Short problem 1: List every line in the listing below that contains the word "small".

Extract provided:
## Begin
Find College Major with Highest Starting Salaries

In [96]:
#To access a particular column from a data frame we can use the square bracket notation, like so:
#To find the highest starting salary we can simply chain the .max() method.
clean_df['Starting Median Salary'].max()

74300.0

In [97]:
#The highest starting salary is $74,300. But which college major earns this much on average? For this, we need to know the row number or index so that we can look up the name of the major. Lucky for us, the .idxmax() method will give us index for the row with the largest value.
clean_df['Starting Median Salary'].idxmax()

43

In [98]:
clean_df['Starting Median Salary'][43]

74300.0

In [99]:
#which is 43. To see the name of the major that corresponds to that particular row, we can use the .loc (location) property.
clean_df['Undergraduate Major'].loc[43]

'Physician Assistant'

In [100]:
#Here we are selecting both a column ('Undergraduate Major') and a row at index 43, so we are retrieving the value of a particular cell. You might see people using the double square brackets notation to achieve exactly the same thing: 
clean_df['Undergraduate Major'][43]

'Physician Assistant'

In [101]:
#If you don't specify a particular column you can use the .loc property to retrieve an entire row:
clean_df.loc[43]

Undergraduate Major                  Physician Assistant
Starting Median Salary                         74,300.00
Mid-Career Median Salary                       91,700.00
Mid-Career 10th Percentile Salary              66,400.00
Mid-Career 90th Percentile Salary             124,000.00
Group                                               STEM
Name: 43, dtype: object

# Solution: Highest and Lowest Earning Degrees

Now that we've found the major with the highest starting salary, can you write the code to find the following:

What college major has the highest mid-career salary? How much do graduates with this major earn? (Mid-career is defined as having 10+ years of experience).
## End
Data entries:
## Begin
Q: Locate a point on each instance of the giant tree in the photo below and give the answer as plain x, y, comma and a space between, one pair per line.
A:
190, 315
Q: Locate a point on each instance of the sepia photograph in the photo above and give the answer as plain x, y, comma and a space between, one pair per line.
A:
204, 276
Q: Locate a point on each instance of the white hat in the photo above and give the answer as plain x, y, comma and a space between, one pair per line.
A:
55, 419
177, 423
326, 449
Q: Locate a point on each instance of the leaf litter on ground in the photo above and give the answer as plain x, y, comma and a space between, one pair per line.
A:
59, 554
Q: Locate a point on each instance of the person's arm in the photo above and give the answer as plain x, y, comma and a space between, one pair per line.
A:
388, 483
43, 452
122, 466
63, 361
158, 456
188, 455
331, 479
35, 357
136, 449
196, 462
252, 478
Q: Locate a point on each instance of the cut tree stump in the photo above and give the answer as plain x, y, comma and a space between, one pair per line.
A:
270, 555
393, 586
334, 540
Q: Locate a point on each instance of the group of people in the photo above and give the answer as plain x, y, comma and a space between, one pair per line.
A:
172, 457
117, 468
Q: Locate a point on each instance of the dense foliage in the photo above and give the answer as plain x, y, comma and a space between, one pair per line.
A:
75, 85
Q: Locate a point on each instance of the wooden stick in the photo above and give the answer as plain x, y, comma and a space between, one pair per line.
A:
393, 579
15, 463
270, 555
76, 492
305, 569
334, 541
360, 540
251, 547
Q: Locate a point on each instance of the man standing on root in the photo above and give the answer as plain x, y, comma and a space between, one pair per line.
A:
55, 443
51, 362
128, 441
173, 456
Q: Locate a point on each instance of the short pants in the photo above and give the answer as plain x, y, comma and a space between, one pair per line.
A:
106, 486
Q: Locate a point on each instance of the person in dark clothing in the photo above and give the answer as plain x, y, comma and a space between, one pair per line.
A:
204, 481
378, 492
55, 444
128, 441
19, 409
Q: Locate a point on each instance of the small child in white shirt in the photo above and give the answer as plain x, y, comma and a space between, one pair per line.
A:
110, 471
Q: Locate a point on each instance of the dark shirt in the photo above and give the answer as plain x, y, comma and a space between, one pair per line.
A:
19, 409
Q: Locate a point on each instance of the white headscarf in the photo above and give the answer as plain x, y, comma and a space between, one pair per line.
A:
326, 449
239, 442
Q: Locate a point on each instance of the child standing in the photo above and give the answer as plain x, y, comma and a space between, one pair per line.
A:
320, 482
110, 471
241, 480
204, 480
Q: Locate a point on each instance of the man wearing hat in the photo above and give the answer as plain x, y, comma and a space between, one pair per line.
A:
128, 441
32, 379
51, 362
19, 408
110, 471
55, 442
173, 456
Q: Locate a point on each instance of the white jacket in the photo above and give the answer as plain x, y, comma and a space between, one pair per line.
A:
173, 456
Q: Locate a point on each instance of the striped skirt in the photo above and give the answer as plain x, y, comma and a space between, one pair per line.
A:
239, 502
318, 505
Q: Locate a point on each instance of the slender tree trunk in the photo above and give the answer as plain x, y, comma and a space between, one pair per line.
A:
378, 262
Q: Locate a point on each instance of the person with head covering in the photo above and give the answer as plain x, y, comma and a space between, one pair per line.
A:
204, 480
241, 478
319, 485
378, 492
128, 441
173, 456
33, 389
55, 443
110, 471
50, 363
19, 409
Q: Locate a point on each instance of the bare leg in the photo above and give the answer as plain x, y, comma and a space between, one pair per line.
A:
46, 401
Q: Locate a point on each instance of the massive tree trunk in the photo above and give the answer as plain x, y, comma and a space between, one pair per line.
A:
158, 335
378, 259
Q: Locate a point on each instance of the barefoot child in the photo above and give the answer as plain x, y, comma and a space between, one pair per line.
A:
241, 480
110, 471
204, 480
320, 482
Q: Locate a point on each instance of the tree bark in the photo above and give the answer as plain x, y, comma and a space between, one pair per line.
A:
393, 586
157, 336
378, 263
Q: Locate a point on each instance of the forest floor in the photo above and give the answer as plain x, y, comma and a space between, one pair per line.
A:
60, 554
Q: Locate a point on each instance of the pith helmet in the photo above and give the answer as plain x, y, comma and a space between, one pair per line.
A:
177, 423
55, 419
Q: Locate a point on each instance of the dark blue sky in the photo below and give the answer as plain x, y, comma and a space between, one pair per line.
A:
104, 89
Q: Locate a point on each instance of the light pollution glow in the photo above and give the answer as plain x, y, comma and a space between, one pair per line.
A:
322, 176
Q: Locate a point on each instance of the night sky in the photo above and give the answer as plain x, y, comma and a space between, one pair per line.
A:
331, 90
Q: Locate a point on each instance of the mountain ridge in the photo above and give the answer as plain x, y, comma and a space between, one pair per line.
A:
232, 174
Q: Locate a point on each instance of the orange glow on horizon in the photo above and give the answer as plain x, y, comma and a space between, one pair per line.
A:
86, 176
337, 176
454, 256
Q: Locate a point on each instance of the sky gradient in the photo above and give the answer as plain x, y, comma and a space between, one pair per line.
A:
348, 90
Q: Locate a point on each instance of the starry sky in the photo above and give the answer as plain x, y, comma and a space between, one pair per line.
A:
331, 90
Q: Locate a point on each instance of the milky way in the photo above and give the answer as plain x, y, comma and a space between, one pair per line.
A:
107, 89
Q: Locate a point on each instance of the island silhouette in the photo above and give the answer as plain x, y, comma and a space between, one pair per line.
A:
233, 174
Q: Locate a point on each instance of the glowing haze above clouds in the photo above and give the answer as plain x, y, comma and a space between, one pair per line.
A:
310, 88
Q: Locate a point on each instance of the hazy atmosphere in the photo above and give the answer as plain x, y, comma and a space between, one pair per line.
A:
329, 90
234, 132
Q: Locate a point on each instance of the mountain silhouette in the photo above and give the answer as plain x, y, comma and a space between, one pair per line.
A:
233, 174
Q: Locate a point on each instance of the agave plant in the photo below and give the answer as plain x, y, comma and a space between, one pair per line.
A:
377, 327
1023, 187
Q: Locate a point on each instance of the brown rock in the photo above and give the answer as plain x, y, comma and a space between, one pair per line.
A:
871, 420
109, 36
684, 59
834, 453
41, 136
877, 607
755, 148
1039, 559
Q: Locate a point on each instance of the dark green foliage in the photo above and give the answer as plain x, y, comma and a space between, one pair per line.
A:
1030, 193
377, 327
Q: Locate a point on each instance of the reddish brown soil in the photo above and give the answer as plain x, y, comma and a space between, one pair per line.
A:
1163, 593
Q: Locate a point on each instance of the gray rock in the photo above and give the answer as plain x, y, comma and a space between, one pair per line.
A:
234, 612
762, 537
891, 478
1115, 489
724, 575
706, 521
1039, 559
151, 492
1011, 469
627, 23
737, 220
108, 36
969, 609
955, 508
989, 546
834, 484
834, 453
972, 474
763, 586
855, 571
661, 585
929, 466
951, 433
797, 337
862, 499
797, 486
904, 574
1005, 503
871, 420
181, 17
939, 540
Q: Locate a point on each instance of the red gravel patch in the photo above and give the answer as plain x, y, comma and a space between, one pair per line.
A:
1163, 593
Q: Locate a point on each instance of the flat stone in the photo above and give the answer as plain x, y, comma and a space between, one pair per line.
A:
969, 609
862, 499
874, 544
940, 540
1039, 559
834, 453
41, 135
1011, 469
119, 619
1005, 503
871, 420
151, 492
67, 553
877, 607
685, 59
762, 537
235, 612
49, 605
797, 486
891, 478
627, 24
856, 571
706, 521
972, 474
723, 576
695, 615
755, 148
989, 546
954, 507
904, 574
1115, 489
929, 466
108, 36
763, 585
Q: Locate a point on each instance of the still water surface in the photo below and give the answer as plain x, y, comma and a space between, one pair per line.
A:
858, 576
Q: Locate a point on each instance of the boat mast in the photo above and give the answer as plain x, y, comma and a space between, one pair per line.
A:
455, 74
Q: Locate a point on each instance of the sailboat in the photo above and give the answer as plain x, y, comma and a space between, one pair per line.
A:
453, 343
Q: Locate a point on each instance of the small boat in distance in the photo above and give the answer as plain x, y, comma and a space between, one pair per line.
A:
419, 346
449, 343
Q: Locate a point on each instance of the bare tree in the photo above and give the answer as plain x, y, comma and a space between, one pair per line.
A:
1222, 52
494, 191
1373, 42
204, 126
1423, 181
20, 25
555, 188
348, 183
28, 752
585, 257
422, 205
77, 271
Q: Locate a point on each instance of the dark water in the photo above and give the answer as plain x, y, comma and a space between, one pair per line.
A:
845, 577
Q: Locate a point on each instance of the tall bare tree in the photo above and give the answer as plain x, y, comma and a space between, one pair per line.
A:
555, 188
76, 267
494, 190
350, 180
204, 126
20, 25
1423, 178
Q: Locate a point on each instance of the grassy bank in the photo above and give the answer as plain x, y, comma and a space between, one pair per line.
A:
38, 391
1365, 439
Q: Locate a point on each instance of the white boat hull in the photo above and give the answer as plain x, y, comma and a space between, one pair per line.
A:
## End
Short problem 2: Restate word for word everything in the college-major salary text from "clean_df['Starting Median Salary'].max()" down to "clean_df['Starting Median Salary'].idxmax()".

Written reply 1:
Q: Locate a point on each instance of the small child in white shirt in the photo above and give the answer as plain x, y, comma and a space between, one pair per line.
Q: Locate a point on each instance of the small boat in distance in the photo above and give the answer as plain x, y, comma and a space between, one pair per line.

Written reply 2:
clean_df['Starting Median Salary'].max()

74300.0

In [97]:
#The highest starting salary is $74,300. But which college major earns this much on average? For this, we need to know the row number or index so that we can look up the name of the major. Lucky for us, the .idxmax() method will give us index for the row with the largest value.
clean_df['Starting Median Salary'].idxmax()